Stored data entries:
╔══

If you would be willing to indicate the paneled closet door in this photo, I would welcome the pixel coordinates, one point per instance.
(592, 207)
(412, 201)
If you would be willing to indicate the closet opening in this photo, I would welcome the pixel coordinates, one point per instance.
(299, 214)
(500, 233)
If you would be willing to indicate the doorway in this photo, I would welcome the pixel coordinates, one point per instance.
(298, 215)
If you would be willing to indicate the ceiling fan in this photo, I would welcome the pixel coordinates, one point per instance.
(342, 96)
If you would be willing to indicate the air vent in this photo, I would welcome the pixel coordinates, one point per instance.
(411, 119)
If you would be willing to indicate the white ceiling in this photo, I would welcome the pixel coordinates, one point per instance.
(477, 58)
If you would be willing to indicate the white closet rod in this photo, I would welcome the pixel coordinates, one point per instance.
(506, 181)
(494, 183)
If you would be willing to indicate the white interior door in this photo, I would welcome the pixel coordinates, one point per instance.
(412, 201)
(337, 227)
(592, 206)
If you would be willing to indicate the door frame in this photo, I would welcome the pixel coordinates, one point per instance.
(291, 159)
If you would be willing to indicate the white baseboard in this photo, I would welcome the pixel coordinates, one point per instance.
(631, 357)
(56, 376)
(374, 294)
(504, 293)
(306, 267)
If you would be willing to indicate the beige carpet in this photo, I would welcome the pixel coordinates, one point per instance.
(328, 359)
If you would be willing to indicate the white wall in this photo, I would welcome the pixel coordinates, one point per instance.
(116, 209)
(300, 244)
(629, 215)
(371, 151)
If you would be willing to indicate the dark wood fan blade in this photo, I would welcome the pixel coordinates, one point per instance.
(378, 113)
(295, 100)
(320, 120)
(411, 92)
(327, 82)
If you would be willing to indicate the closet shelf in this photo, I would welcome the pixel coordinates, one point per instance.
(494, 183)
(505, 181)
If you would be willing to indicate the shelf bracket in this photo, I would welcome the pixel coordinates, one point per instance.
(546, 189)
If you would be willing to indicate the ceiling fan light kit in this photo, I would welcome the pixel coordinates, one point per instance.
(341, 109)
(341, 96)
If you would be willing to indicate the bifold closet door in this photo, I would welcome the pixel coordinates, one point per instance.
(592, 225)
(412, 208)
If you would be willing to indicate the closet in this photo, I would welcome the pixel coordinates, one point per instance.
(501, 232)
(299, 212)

╚══

**Aim of the task**. Print exactly the lines that run from the line containing "If you would be willing to indicate the dark" to the end of the data, both ends included.

**Written response**.
If you would be willing to indicate the dark wood fan blade in this photo, I would welcome the pixel coordinates, one point per instance.
(378, 113)
(295, 100)
(320, 120)
(411, 92)
(327, 82)
If you would be willing to indicate the closet shelf in this photo, I would welcome the pixel coordinates, one point per instance.
(494, 183)
(505, 181)
If you would be willing to indicate the shelf bracket in this photo, I would welcome the pixel coordinates, one point per instance.
(546, 189)
If you would be willing to indicate the ceiling fan light kit in this photo, I would welcome the pixel coordinates, one point per instance.
(341, 109)
(341, 96)
If you would be willing to indicate the bifold closet door in this photo, I would welcome the pixel coordinates, one point per instance.
(592, 225)
(412, 208)
If you would be willing to indicate the closet in this photo, I would welcome the pixel coordinates, one point per instance.
(501, 232)
(299, 212)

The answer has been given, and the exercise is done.